(Registros de pontos rotulados)
↓
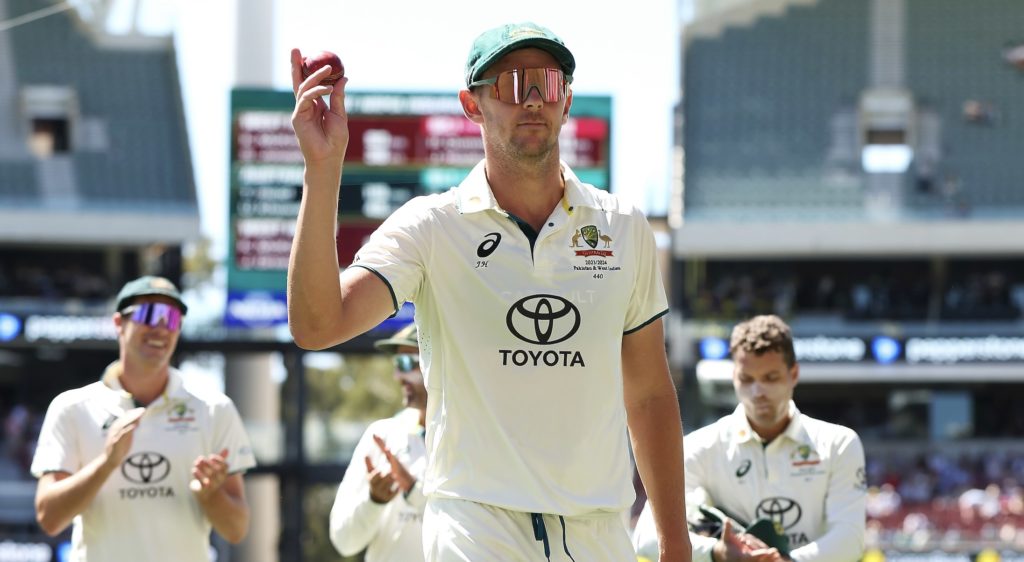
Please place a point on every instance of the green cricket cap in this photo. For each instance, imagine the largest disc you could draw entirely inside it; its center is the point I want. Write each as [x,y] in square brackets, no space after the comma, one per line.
[150,285]
[496,43]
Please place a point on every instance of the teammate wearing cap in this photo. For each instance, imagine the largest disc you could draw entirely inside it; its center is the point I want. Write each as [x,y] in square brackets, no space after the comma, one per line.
[539,303]
[139,462]
[766,461]
[380,502]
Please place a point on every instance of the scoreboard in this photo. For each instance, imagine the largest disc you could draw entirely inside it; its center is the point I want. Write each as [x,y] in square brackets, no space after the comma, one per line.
[400,145]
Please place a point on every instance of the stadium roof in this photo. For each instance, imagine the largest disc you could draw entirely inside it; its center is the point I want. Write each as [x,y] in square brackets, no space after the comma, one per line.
[93,145]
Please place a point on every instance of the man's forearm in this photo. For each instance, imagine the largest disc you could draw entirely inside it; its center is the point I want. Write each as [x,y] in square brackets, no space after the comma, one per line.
[312,266]
[58,501]
[657,446]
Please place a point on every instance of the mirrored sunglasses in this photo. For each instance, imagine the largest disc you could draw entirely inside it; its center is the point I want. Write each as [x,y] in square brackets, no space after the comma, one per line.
[154,314]
[514,86]
[406,362]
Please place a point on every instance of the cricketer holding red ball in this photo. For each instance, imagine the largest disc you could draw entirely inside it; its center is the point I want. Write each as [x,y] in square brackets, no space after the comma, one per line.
[539,303]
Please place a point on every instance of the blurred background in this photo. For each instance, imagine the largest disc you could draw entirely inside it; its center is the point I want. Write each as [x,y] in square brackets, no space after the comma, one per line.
[854,166]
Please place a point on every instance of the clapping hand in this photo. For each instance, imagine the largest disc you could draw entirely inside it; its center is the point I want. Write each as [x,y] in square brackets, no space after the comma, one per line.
[384,486]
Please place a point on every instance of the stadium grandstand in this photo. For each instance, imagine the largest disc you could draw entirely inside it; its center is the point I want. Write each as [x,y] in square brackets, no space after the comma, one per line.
[854,167]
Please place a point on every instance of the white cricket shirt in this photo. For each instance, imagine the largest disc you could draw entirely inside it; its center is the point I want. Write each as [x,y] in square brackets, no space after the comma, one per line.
[810,481]
[144,511]
[391,531]
[521,346]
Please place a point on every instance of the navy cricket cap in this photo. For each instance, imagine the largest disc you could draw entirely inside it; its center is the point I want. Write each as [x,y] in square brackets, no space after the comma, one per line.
[496,43]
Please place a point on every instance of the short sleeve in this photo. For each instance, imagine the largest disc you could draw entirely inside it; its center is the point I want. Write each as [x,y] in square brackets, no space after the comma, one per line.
[648,301]
[57,449]
[397,250]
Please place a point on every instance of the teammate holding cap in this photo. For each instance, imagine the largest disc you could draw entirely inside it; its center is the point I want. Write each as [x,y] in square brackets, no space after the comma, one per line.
[539,303]
[800,479]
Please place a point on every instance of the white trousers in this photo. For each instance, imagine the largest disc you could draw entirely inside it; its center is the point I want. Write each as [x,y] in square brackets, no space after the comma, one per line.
[457,530]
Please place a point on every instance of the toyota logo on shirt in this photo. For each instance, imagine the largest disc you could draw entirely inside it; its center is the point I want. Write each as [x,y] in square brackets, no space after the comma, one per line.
[783,512]
[543,319]
[145,468]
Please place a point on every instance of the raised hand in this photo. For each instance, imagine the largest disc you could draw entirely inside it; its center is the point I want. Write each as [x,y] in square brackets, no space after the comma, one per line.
[120,435]
[209,473]
[322,129]
[382,485]
[734,547]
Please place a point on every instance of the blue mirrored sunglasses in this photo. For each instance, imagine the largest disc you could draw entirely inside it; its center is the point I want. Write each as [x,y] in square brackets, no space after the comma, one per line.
[514,86]
[154,314]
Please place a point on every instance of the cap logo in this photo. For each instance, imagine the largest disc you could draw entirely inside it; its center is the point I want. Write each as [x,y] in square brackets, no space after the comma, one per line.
[524,32]
[160,283]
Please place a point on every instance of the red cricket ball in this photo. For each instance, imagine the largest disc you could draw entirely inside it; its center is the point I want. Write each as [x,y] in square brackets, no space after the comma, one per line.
[313,62]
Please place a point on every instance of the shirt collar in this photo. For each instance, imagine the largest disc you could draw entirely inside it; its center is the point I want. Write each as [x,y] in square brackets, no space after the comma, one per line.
[740,430]
[474,192]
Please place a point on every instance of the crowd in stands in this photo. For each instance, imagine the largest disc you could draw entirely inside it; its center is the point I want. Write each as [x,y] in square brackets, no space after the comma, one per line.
[893,291]
[946,500]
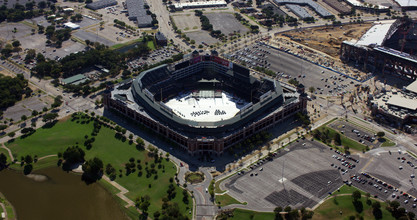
↑
Passe as linhas de todos os itens acima para uma tabela Markdown com as colunas "Nº" (número da linha) e "Linha" (o texto), sem incluir as linhas em branco. Deixe as imagens fora da resposta.

• **Saída esperada**:
| Nº | Linha |
|---|---|
| 1 | Please place a point on every instance of the green cricket cap in this photo. For each instance, imagine the largest disc you could draw entirely inside it; its center is the point I want. Write each as [x,y] in square brackets, no space after the comma, one per line. |
| 2 | [150,285] |
| 3 | [496,43] |
| 4 | Please place a point on every instance of the teammate wearing cap in this photo. For each instance, imagine the largest disc you could draw entirely inside it; its center is the point I want. Write each as [x,y] in square brackets, no space after the comma, one per line. |
| 5 | [539,303] |
| 6 | [139,462] |
| 7 | [766,461] |
| 8 | [380,502] |
| 9 | Please place a point on every instance of the scoreboard in this photo. For each instance, imagine the largest disc you could draw entirely inside it; its center is the point I want. Write each as [x,y] in square brackets, no space after the comma, one per line. |
| 10 | [400,145] |
| 11 | Please place a point on every instance of the stadium roof in this photo. For each instance, imagine the largest disc you could draw entirely inside it; its center is the point I want. Write each as [x,y] in square brackets, no space after the comma, one per line. |
| 12 | [93,145] |
| 13 | Please place a point on every instance of the man's forearm in this photo. For each instance, imagine the largest disc you could draw entirely inside it; its center is the point I want. Write each as [x,y] in square brackets, no space after the comma, one per line. |
| 14 | [312,266] |
| 15 | [58,501] |
| 16 | [657,446] |
| 17 | Please place a point on every instance of the mirrored sunglasses in this photo. For each instance, imagine the largest disc you could draw entirely inside it; its center is the point I want. Write each as [x,y] in square brackets, no space after the comma, one per line. |
| 18 | [154,314] |
| 19 | [514,86] |
| 20 | [406,362] |
| 21 | Please place a point on every instance of the cricketer holding red ball in this photo. For each instance, imagine the largest disc you could draw entirely inside it; its center is the point I want. Write each as [x,y] in square brackets, no space after the comma, one per line. |
| 22 | [539,303] |
| 23 | Please place a point on every instance of the blurred background in this photo. For each instance, imagine the largest disc you could draw entirely inside it; its center is the point I want. Write each as [x,y] in square brackets, no space after the comma, one per line. |
| 24 | [854,166] |
| 25 | Please place a point on every instance of the clapping hand in this photo. For each instance, imagine the largest disc you could draw entirely inside it; its center is the point I want. Write each as [x,y] in square brackets, no space after the comma, one per line. |
| 26 | [384,486] |
| 27 | Please place a point on every instance of the stadium grandstand in this photo. For each instance, imagine the largest disc you could draw entirely inside it; its center is the point I want. Write each as [x,y] in square brackets, no space after the comma, one per line. |
| 28 | [854,167] |
| 29 | Please place a point on every instance of the white cricket shirt in this photo. For each instance, imagine the largest disc you could draw entirely inside it; its center is the point I want. Write each as [x,y] in square brackets, no space after the comma, one per line. |
| 30 | [810,481] |
| 31 | [144,511] |
| 32 | [391,531] |
| 33 | [521,346] |
| 34 | Please place a point on every instance of the navy cricket cap in this photo. For each instance, imagine the largest disc you could draw entirely inside it; its center is the point I want. Write each as [x,y] in square brackets, no space after the comma, one per line. |
| 35 | [496,43] |
| 36 | Please place a point on every instance of the short sleeve in this photo. For each instance, imagine the largest disc you could draw entirely inside it; its center is the point I want. Write each as [x,y] in square brackets, no space after the comma, one per line. |
| 37 | [648,301] |
| 38 | [57,449] |
| 39 | [397,250] |
| 40 | Please place a point on every instance of the teammate holding cap in this photo. For each instance, imagine the largest disc you could draw entirely inside it; its center is the point I want. Write each as [x,y] in square brackets, no space after the comma, one per line. |
| 41 | [539,303] |
| 42 | [800,479] |
| 43 | Please place a point on every instance of the white trousers in this photo. For each instance, imagine the largest disc you could draw entirely inside it; its center is the point I want. Write each as [x,y] in square brackets, no space after the comma, one per line. |
| 44 | [457,530] |
| 45 | Please place a point on every instance of the toyota logo on shirt in this photo. For each instance, imagine the largest disc you could draw entirely inside it; its center is the point I want. Write each as [x,y] in square brackets, no space after the comma, one per line. |
| 46 | [783,512] |
| 47 | [543,319] |
| 48 | [145,468] |
| 49 | Please place a point on every instance of the raised hand in this photo. For each instance, imagine the largest disc you could draw entirely inside it; its center is the point I want. Write each as [x,y] in square brackets, no space after the comma, one per line. |
| 50 | [120,435] |
| 51 | [209,473] |
| 52 | [322,129] |
| 53 | [382,485] |
| 54 | [734,547] |
| 55 | Please place a point on every instance of the blue mirrored sunglasses in this photo. For each instance, imagine the largest disc you could draw entirely inside it; its center is the point I want. Write each as [x,y] in square brackets, no space after the comma, one per line. |
| 56 | [514,86] |
| 57 | [154,314] |
| 58 | Please place a point on every instance of the cap logo in this photo. For each instance, imagine the largest disc you could draw entirely inside it; its center is the point I want. Write each as [x,y] in square brackets, no space after the comma, one per line. |
| 59 | [524,32] |
| 60 | [160,283] |
| 61 | Please place a point on every instance of the red cricket ball in this photo. For each instance, imagine the largest disc you could draw entirely inside it; its center is the point I want. Write each as [x,y] in square brackets, no space after the comma, one per line. |
| 62 | [313,62] |
| 63 | Please place a point on every instance of the shirt collar in this photo. For each instance, imagine the largest disc you could draw entirely inside it; its center is the point I want. Write each as [x,y] in square brackets, no space after the comma, one per line. |
| 64 | [740,430] |
| 65 | [474,192] |
| 66 | Please place a point on every instance of the crowd in stands in this photo. For each instance, imagine the largest disc you could draw entirely inside it; its center is the point I want. Write each as [x,y] in square brackets, no space after the comma, one per line. |
| 67 | [893,291] |
| 68 | [946,500] |